**ACTIVITY LIST:**
1) Please rewrite the HIV article starting at the words "The training was" and ending after "living with HIV.", with "workshop" replaced by "session".
2) In the HIV article, what year were HIV cases first detected in the country?

### DOCUMENT SEGMENT ###

HIV continue affects productive age group
The majority of young people are vulnerable to HIV. The reported cases of HIV infected are young people between the age group of 15 to 49 years especially women continue to be affected by HIV.
Dr. Tandi Dorji’s presentation on HIV and SOGIE: Media advocacy training on 25 and 26 December in Thimphu showed that the majority of people living with HIV are from housewives which stand at 130 since its detection. The HIV cases were first detected in 1993 in the country.
The HIV infected aged of 15 to 19 years of 14, aged 20 to 24 years of 82, aged 25 to 29 years of 135, aged 30 to 39 years of 188 and aged 40 to 49 years of 77.
Today, Bhutan has registered 570 cases of HIV infection with almost an equal proportion of male and female with 294 and 276 respectively, including 35 children.
Unprotected sex is the most common route of HIV infection for young people. The majority of 528 people living with HIV, including newly diagnosed, continue to be infected through unsafe sexual practices, followed by mother to child with 35.
The majority of the reported cases are diag- nosed by contact tracing, routine medical screening and voluntary HIV counseling and testing.
Multiple and intersecting forms of discrimination affect the lives of young people. Some young people are fearful of stigma from their partners, families and communities, making them unwilling to come forward for HIV testing. Even after diagnosis, some people skip HIV medication or avoid attending viral load monitoring sessions to avoid disclosing their status.
There are many factors that put young people at an elevated risk of HIV. HIV also affects young men who have sex with men, young people who use drugs, young transgender people and young sex workers.
The men having sex with men are identified as high risk for HIV. Men who have sex with men have greater HIV risk than both heterosexual young people and older men who have sex with men.
The transgender people are faced high levels of stigma and discrimination in jobs and income. Dr. presented that particularly the transgender women are affected by violence. Their voices were largely left out of mainstream, commercial culture and society.
The training was conducted to construct engagement of media representatives in the advocacy of Lhak-Sam and Lesbian, Gay, Bisexual and Transgender (LGBT) community on issues related to HIV. The community joined forces in improving the stereotype of society.
Today, many people receive adequate HIV and sex education. The opportunities to obtain knowledge about HIV, AIDS and sexual health are accessed to the public in schools, colleges and institutions.
The workshop was to build capacity of media personnel in accurate and correct reporting of HIV and SOGIE. Besides, it expects to build partnership and collaboration in raising interest and highlighting issues related to HIV.
The World Health Organization estimated at over 1,000 Bhutanese living with HIV.
In 2015, an estimated 36.7 million people were living with HIV, 2.1 million people were newly infected with HIV and 1.1 million people died from AIDS-related illnesses globally. While UNAIDS has estimated about 1,100 cases in Bhutan.

### DATA SECTION ###

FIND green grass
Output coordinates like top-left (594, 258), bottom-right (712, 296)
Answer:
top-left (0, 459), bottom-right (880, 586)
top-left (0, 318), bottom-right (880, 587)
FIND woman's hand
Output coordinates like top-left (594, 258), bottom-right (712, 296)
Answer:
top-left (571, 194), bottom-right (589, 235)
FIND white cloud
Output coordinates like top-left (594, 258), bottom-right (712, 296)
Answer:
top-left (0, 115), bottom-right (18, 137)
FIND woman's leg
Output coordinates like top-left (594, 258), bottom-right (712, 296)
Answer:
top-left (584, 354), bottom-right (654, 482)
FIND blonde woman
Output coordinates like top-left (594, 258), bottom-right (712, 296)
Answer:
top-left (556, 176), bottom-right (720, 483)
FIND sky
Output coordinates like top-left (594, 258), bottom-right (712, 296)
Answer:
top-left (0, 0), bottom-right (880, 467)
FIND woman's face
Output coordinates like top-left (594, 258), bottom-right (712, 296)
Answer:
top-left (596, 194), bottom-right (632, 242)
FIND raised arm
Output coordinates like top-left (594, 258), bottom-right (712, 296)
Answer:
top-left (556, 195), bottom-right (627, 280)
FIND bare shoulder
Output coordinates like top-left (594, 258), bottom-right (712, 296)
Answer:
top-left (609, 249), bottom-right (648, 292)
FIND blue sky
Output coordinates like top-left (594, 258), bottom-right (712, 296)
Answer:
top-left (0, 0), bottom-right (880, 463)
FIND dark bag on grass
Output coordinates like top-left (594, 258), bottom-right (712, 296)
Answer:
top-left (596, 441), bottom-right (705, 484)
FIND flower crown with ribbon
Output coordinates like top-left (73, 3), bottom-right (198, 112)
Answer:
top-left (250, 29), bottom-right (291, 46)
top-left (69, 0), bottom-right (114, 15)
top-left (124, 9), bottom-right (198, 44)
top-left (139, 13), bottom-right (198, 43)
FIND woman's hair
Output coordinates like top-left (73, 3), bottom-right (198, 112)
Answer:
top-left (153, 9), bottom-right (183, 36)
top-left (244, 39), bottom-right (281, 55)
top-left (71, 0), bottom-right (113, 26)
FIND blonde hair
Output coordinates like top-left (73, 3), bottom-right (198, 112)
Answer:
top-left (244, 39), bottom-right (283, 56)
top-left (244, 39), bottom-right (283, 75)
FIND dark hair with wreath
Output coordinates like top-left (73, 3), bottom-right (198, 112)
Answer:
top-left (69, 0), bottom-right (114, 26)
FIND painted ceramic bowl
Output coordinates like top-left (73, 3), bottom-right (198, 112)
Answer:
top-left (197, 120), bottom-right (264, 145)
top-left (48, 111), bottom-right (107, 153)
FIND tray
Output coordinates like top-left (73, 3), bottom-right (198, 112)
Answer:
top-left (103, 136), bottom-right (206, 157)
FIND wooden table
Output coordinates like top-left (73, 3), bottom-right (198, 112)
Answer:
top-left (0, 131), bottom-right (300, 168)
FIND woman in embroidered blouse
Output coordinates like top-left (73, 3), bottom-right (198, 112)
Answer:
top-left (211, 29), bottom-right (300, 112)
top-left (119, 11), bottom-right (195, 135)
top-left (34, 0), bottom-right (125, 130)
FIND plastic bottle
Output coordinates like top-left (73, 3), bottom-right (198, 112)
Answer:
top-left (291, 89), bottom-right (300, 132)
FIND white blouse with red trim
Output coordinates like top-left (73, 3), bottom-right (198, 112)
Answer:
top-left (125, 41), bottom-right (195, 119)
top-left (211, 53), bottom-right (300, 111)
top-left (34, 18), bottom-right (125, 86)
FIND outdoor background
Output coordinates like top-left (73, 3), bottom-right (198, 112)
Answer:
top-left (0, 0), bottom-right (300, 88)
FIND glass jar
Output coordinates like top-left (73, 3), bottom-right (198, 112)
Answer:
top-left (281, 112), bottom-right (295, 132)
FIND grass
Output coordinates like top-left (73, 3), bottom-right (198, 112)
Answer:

###

**ANSWER SECTION:**
1)
The training was conducted to construct engagement of media representatives in the advocacy of Lhak-Sam and Lesbian, Gay, Bisexual and Transgender (LGBT) community on issues related to HIV. The community joined forces in improving the stereotype of society.
Today, many people receive adequate HIV and sex education. The opportunities to obtain knowledge about HIV, AIDS and sexual health are accessed to the public in schools, colleges and institutions.
The session was to build capacity of media personnel in accurate and correct reporting of HIV and SOGIE. Besides, it expects to build partnership and collaboration in raising interest and highlighting issues related to HIV.
The World Health Organization estimated at over 1,000 Bhutanese living with HIV.

2) 1993